THE TASK:
Down to the last line, transcribe the records verbatim and exclude the images.

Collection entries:
+++++
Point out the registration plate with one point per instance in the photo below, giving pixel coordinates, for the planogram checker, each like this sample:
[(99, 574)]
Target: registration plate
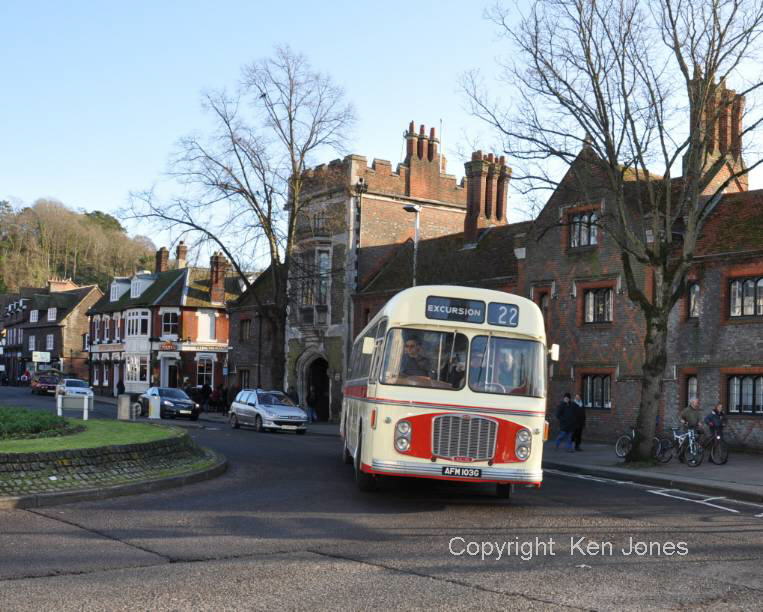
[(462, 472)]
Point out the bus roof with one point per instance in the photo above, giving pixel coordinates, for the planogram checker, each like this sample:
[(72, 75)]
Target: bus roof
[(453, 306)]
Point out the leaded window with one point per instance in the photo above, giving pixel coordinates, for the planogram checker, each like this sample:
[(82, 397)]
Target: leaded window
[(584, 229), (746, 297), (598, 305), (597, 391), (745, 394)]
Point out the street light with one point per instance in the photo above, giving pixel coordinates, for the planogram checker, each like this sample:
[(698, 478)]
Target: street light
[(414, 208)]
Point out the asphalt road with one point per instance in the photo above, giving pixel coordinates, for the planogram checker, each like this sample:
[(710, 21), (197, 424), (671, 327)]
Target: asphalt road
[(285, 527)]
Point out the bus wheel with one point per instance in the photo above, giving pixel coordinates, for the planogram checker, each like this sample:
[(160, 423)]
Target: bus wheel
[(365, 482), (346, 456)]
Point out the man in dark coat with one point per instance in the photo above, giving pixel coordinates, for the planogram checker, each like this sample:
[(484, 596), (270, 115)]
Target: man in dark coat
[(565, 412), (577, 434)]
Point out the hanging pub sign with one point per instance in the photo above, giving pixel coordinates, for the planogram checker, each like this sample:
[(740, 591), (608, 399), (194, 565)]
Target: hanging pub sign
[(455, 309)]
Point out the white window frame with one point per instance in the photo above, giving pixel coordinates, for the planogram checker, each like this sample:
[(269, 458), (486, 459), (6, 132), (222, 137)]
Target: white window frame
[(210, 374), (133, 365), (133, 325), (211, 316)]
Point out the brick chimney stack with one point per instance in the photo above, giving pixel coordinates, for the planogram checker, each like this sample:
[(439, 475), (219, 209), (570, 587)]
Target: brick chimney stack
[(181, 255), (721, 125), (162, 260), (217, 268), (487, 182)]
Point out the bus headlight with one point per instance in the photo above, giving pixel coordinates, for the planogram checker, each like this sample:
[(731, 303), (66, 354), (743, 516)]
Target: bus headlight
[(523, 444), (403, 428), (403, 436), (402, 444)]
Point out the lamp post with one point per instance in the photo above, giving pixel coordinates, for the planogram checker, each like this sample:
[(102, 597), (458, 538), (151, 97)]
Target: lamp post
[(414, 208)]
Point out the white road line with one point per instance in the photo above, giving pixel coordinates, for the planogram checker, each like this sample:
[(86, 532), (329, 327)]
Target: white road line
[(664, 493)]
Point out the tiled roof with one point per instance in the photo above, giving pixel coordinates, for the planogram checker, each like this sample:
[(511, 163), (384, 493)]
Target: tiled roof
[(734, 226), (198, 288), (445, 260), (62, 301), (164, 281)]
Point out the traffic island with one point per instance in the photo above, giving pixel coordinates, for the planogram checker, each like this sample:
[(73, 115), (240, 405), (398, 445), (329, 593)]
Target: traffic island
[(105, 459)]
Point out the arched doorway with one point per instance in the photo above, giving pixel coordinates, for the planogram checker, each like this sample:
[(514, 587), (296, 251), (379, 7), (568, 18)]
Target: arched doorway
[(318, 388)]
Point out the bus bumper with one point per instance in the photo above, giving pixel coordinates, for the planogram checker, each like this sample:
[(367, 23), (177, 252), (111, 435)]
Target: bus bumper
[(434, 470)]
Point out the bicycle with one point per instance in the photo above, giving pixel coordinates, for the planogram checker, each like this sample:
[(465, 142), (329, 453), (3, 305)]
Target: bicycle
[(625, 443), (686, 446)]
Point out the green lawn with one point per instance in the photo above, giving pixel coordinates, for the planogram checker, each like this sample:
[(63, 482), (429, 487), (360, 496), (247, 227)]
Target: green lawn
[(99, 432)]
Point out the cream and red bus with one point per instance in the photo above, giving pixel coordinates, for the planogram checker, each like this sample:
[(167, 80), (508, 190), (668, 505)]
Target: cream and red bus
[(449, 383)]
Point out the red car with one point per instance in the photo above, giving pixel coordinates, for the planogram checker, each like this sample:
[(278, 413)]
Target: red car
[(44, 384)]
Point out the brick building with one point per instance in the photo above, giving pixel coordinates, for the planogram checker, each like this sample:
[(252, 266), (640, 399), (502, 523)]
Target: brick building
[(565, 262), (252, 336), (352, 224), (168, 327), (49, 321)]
+++++
ANSWER AREA:
Point out the registration plate with one point per instance in the photo below, giving pixel coordinates, for the planogram checker, each like this sample:
[(99, 574)]
Target: registration plate
[(462, 472)]
Point out the bus roof with one point per instance in the photo above, giving pixel coordinates, for the planogram checker, each like this sample:
[(72, 75)]
Target: bus roof
[(453, 306)]
Point out the leaded window with one point per instance in the photo above, giving pixel coordinates, for the planogram checker, each like this sample:
[(82, 397)]
Target: leaded window
[(584, 229), (746, 297), (598, 305), (597, 391), (745, 394)]
Point out the street light with one point per instance in the photo above, giving pixel coordinates, for the planogram checker, each like this sample:
[(698, 478)]
Target: street light
[(414, 208)]
Point out the asphalt road with one point per instance in the photo above, giving pixel coordinates, for the planogram checker, each like this sample:
[(710, 21), (197, 424), (671, 327)]
Target: asphalt road
[(285, 527)]
Point out the bus wheel with one point per instance in the photo above, giving pixel coordinates, for the planogram checker, each like this sample:
[(160, 423)]
Target: bus wheel
[(365, 482), (346, 456)]
Point out the man in dark coat with one point per instance in the photo above, giving pixel coordinates, for the planogram checker, each like this sample:
[(484, 596), (270, 115)]
Target: man in dark coat
[(565, 412), (577, 434)]
Point out the hanging pub sign with one point per instance in the photo above, giving pixel coordinates, for the planogram checker, each like this sample:
[(740, 591), (608, 399), (194, 565)]
Target: hanging pub sign
[(455, 309)]
Point out the white window frame with one point per instance in the photo above, giving pixel coordinates, for the planogram checker, each like this sample:
[(269, 458), (486, 459), (6, 132), (222, 137)]
Target: white window frame
[(210, 374), (133, 365), (133, 325), (211, 316)]
Point out the brick chimney stack with one point per instance in the photo above, giving pixel coordinates, for the planogram checker, each like this sample:
[(439, 475), (219, 209), (570, 587)]
Target: brick chimney stack
[(181, 255), (721, 125), (162, 260), (217, 268), (487, 182)]
Point out the bus headlight with one point per instance in the photo above, giving pixel coordinates, for the planogram checker, each like this sample:
[(731, 303), (66, 354), (743, 516)]
Target: bus headlight
[(523, 444), (403, 428), (403, 436), (402, 444)]
Point out the lamp post with one point per instance in the photo above, giving pixel coordinates, for the planogram checker, each like this sample:
[(102, 597), (458, 538), (151, 97)]
Target: lamp post
[(414, 208)]
Point out the white road line with one point per instance in the photo above, giving pixel coordinates, for the planogram checker, each like this sample:
[(86, 532), (329, 327)]
Target: white road line
[(664, 493)]
Point out the tiled roof with one point per instance in the photo above, giving pixel coordinates, for the planogram checker, each like this sample:
[(511, 163), (384, 493)]
Target: tiled roof
[(734, 226), (198, 288), (445, 260), (62, 301), (164, 281)]
Point out the traffic island with one point per instance in the photo above, giving pixel coordinates, for the planogram checker, each like this sample:
[(73, 115), (240, 405), (398, 445), (329, 593)]
Target: traffic island
[(105, 459)]
Point out the arched doorway with one point per instance in the photo above, giving pixel coordinates, for the planogram checker, each like this sample:
[(514, 587), (296, 251), (379, 7), (568, 18)]
Target: arched doorway
[(318, 388)]
Point out the bus bumper with one point per instance in the photo above, giving pixel coordinates, for the planogram checker, each like this sample:
[(367, 23), (177, 252), (111, 435)]
Target: bus bumper
[(434, 470)]
Point out the bicycle with one point per instance in the photo above, giving pixel coordinates, for the planogram checker, each like this sample:
[(465, 142), (329, 453), (3, 305)]
Target: bicycle
[(625, 443), (686, 446)]
Point out the green lawn with one point per instance in the photo above, giving pixel coordinates, for the planogram checker, each like this sample:
[(63, 482), (429, 487), (360, 496), (247, 227)]
Target: green lawn
[(99, 432)]
Point out the cream and red bus with one point per instance in the photo above, giving pixel coordinates, for the planogram checker, each like this sample:
[(167, 80), (508, 190), (668, 505)]
Target: cream and red bus
[(449, 383)]
Point out the red car with one point per instance in the photo above, giving pixel coordinates, for the planogram checker, each like this sample:
[(278, 413)]
Target: red car
[(44, 384)]
Point out the brick building with one point per instance in the photo above, giving pixel coordinates, for the planogram checker, each like this sample:
[(252, 266), (640, 399), (502, 523)]
Target: brick building
[(565, 262), (252, 336), (352, 224), (168, 327), (49, 321)]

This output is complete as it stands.